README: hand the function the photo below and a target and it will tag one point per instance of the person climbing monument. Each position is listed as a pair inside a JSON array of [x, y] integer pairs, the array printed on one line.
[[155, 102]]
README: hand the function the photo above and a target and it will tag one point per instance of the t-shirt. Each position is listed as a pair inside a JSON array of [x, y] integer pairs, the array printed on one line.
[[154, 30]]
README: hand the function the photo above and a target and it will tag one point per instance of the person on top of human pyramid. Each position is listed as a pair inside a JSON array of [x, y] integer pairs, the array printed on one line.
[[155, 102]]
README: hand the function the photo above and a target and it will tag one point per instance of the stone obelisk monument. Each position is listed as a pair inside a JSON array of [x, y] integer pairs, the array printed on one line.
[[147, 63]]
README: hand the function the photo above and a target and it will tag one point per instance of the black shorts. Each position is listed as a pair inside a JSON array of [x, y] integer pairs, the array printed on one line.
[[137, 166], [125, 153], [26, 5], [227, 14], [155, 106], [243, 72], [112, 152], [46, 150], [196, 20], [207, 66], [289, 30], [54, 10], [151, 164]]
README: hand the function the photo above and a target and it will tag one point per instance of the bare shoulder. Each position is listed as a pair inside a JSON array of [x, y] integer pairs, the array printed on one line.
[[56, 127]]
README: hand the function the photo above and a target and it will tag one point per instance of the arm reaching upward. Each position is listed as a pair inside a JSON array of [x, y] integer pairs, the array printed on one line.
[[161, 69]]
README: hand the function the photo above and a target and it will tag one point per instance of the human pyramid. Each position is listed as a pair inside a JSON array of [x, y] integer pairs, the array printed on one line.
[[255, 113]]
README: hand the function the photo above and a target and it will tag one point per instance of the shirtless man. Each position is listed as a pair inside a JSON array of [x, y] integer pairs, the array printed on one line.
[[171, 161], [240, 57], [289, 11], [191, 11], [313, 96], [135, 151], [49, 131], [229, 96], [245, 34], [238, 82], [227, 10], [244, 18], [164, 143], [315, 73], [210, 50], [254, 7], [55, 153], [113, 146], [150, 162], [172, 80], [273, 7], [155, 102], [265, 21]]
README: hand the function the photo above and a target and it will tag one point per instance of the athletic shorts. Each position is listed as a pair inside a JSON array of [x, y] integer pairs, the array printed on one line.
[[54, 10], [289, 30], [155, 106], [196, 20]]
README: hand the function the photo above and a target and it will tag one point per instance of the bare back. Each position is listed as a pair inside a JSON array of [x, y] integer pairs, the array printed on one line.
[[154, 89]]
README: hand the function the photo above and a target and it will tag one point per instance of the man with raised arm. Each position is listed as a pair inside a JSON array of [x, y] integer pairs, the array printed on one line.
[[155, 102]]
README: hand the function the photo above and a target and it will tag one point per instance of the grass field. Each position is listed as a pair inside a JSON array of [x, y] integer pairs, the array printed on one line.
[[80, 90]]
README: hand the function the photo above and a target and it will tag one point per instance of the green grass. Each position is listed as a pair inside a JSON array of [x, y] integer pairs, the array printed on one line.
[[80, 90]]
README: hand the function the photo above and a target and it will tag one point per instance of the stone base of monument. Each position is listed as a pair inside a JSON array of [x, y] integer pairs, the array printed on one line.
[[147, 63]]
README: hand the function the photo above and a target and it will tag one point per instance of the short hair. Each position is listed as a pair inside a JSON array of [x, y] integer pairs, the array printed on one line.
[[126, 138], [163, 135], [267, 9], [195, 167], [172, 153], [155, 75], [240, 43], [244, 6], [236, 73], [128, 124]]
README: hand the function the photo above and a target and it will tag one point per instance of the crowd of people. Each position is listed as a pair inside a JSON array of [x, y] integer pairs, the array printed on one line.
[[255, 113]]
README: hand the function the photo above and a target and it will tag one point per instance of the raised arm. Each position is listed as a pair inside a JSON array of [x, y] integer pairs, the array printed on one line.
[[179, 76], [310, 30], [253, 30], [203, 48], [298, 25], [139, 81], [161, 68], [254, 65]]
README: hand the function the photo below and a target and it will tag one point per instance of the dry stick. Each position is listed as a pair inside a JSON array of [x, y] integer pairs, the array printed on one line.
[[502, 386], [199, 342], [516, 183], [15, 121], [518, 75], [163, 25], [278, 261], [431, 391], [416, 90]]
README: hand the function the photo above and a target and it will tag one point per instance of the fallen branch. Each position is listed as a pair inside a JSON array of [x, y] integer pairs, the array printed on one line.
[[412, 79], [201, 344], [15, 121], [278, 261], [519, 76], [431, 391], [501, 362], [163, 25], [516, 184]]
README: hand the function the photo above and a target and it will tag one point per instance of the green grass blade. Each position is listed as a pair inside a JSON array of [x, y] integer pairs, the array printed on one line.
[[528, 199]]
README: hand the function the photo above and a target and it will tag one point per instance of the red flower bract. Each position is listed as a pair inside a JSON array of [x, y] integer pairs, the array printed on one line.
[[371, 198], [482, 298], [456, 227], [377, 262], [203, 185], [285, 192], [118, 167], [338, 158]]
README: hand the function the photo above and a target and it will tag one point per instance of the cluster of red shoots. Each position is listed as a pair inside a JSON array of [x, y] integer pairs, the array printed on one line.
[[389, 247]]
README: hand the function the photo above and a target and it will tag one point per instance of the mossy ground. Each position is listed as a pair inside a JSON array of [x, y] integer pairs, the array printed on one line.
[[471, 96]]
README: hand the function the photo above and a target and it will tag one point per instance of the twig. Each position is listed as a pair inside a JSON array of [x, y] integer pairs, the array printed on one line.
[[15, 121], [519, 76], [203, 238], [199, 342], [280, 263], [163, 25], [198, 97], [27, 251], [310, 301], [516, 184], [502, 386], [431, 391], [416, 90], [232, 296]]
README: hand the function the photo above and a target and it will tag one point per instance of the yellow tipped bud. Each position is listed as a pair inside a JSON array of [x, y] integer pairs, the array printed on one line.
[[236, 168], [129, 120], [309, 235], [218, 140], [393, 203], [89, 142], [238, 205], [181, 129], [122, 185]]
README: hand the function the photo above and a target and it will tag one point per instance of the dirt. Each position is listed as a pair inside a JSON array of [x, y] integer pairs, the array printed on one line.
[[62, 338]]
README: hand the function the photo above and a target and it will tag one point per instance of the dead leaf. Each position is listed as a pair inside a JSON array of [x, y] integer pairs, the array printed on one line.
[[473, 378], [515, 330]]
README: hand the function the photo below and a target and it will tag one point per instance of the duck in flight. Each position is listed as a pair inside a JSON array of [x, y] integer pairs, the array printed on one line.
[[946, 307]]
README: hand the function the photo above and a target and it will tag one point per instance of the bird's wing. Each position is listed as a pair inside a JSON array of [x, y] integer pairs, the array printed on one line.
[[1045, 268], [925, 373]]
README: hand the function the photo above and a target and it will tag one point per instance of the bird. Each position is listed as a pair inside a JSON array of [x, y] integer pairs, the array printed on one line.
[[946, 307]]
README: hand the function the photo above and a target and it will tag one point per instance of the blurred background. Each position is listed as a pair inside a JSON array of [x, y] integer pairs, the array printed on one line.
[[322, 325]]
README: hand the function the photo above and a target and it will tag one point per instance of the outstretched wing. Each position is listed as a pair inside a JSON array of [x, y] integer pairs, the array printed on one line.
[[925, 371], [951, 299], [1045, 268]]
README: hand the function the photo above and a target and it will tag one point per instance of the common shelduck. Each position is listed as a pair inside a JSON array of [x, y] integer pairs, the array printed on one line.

Instructions for the task:
Edit the lines from the first one through the line that contains "[[154, 30]]", replacing "t-shirt" with "tank top" and leaving everything else unchanged. Give only those lines.

Worked solution:
README: hand the function the photo below and a target and it will tag one point per instance of the person climbing monument. Each position is listed as a pair inside a JSON array of [x, y] integer pairs, the array printed on one line.
[[155, 102]]
README: hand the function the photo above and a target and it will tag one point per instance of the tank top. Each position is listed as a pair inside a JSON array of [x, y] integer pairs, the array printed on one line.
[[154, 30]]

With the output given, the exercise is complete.